* Activity
Going line by line through the entries, count those containing "brick" and state only the result.

Top of Records supplied

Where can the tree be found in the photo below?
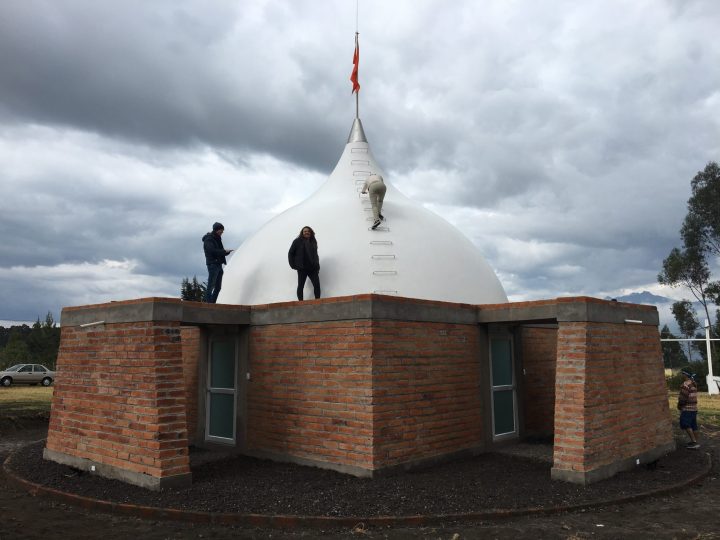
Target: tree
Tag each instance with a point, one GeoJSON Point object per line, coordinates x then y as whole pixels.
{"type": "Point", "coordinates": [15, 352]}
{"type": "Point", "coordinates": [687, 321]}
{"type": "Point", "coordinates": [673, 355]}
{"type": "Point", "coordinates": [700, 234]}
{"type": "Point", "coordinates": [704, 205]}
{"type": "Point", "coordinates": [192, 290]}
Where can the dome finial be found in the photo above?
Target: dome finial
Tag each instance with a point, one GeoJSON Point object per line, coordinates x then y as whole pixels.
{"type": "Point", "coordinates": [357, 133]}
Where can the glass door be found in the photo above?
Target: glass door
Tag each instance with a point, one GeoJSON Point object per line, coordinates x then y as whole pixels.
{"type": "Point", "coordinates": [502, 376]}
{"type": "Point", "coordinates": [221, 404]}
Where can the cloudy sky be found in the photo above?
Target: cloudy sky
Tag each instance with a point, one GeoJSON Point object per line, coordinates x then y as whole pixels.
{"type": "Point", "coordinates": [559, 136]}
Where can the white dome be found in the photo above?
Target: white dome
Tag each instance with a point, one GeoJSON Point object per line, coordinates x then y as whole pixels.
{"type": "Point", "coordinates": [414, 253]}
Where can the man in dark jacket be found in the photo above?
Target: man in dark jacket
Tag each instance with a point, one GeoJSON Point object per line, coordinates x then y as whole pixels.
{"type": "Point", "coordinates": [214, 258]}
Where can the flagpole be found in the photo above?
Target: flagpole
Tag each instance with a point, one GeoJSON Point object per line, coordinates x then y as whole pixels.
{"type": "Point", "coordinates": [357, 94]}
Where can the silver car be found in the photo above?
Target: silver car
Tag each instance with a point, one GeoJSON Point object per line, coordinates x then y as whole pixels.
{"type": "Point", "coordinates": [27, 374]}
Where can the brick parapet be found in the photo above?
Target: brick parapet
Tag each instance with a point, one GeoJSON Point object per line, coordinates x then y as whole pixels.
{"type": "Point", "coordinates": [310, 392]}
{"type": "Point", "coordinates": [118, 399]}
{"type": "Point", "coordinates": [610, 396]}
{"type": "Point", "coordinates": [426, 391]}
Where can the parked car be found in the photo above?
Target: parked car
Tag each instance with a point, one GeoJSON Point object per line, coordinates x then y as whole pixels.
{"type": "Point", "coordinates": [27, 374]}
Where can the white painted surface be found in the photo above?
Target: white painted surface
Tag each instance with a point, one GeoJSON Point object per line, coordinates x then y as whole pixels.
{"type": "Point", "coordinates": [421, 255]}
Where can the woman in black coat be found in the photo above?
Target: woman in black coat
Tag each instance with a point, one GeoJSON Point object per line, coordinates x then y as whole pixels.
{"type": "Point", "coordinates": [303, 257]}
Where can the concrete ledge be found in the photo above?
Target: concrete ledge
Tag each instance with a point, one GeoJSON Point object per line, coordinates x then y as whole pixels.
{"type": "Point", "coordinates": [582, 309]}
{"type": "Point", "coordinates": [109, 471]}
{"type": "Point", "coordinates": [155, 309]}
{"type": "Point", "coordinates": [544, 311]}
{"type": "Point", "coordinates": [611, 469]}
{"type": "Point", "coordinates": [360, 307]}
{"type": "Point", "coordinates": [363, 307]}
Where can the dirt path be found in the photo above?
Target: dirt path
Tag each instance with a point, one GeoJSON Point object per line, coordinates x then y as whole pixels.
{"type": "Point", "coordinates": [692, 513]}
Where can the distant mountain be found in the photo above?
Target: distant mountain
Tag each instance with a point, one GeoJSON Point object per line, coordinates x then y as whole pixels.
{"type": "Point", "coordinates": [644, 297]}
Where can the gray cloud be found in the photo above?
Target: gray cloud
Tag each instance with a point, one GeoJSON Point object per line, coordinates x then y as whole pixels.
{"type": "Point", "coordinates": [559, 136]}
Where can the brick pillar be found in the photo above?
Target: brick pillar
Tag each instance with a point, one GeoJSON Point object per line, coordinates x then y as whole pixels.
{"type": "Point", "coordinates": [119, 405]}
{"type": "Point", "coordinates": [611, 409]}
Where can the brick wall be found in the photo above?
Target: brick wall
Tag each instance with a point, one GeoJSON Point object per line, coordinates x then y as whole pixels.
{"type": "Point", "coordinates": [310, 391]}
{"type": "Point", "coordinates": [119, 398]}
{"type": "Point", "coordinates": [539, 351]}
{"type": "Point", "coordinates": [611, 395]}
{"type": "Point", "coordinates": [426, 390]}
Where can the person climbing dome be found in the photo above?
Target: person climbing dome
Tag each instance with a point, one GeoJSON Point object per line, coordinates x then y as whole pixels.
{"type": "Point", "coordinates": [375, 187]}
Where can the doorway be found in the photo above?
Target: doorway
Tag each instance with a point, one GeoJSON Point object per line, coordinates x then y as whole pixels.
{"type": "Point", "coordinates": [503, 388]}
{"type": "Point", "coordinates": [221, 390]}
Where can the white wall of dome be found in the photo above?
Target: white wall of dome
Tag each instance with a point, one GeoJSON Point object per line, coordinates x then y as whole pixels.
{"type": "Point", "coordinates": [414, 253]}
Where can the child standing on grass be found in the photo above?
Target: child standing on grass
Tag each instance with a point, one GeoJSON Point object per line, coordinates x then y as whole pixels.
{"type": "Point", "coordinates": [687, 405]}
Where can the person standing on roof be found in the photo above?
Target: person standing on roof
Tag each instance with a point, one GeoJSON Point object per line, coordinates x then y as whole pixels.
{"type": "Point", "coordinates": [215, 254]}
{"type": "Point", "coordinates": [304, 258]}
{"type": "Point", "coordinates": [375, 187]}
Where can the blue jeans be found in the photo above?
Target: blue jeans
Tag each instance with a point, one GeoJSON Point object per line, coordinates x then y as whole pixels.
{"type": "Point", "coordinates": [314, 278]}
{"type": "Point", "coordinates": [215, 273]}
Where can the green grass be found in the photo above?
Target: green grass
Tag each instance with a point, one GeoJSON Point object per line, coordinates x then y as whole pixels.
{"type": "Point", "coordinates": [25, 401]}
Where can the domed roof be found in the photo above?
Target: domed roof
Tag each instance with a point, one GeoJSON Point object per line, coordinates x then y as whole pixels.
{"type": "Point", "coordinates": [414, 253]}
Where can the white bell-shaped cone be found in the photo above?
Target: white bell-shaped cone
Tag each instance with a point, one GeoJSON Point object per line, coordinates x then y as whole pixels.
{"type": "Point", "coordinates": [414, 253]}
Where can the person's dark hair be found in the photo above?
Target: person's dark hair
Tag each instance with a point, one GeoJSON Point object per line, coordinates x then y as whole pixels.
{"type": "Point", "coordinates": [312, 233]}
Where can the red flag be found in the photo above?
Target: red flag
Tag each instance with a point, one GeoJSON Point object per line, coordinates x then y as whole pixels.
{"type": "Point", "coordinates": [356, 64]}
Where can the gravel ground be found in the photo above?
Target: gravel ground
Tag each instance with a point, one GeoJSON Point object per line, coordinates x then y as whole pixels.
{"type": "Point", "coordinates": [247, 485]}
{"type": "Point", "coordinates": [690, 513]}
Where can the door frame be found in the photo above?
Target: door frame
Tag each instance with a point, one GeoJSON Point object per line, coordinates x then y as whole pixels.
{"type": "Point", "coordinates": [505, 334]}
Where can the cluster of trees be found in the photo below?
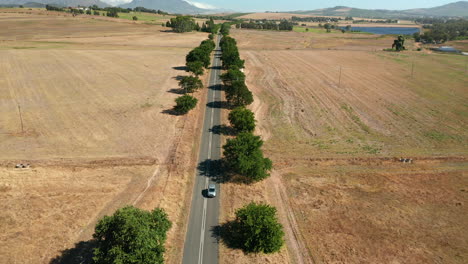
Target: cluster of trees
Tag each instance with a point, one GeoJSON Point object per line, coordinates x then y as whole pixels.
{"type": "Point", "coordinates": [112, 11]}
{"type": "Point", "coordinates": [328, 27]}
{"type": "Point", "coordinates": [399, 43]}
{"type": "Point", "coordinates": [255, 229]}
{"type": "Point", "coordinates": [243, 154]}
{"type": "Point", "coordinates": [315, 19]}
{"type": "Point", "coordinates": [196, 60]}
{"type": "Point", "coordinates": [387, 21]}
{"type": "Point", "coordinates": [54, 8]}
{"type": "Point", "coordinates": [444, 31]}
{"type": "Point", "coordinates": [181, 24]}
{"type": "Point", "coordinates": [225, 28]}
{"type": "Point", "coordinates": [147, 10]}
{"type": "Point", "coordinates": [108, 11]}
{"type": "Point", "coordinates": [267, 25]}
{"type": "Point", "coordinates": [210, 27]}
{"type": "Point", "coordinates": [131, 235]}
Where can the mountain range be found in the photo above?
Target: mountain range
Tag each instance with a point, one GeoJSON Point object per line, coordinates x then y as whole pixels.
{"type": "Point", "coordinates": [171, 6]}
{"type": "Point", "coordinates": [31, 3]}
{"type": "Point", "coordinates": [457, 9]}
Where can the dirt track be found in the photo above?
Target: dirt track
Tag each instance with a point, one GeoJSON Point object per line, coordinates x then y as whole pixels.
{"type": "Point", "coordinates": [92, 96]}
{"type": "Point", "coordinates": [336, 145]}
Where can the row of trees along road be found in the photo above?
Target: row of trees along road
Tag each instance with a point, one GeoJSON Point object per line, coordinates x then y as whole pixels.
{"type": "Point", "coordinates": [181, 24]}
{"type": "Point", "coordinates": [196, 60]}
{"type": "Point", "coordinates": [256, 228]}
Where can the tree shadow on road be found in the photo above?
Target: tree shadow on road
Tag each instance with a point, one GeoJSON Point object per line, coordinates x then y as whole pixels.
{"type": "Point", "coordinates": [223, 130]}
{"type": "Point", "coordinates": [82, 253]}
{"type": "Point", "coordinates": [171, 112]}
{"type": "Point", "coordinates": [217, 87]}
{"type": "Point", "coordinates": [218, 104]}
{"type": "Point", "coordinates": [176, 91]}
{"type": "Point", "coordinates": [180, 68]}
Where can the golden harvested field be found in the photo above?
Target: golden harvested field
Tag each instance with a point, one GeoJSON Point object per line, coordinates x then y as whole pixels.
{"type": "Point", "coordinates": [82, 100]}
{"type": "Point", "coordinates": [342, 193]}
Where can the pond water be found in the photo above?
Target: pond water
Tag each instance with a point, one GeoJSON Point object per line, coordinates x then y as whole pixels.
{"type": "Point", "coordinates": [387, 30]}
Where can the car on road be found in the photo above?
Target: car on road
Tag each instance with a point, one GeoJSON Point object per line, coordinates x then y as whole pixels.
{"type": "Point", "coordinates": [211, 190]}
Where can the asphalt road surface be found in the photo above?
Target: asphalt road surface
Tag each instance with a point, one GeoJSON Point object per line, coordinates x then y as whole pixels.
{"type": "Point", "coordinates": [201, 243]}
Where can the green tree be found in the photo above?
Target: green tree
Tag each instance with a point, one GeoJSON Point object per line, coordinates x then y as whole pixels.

Bottom of Records supplied

* Response area
6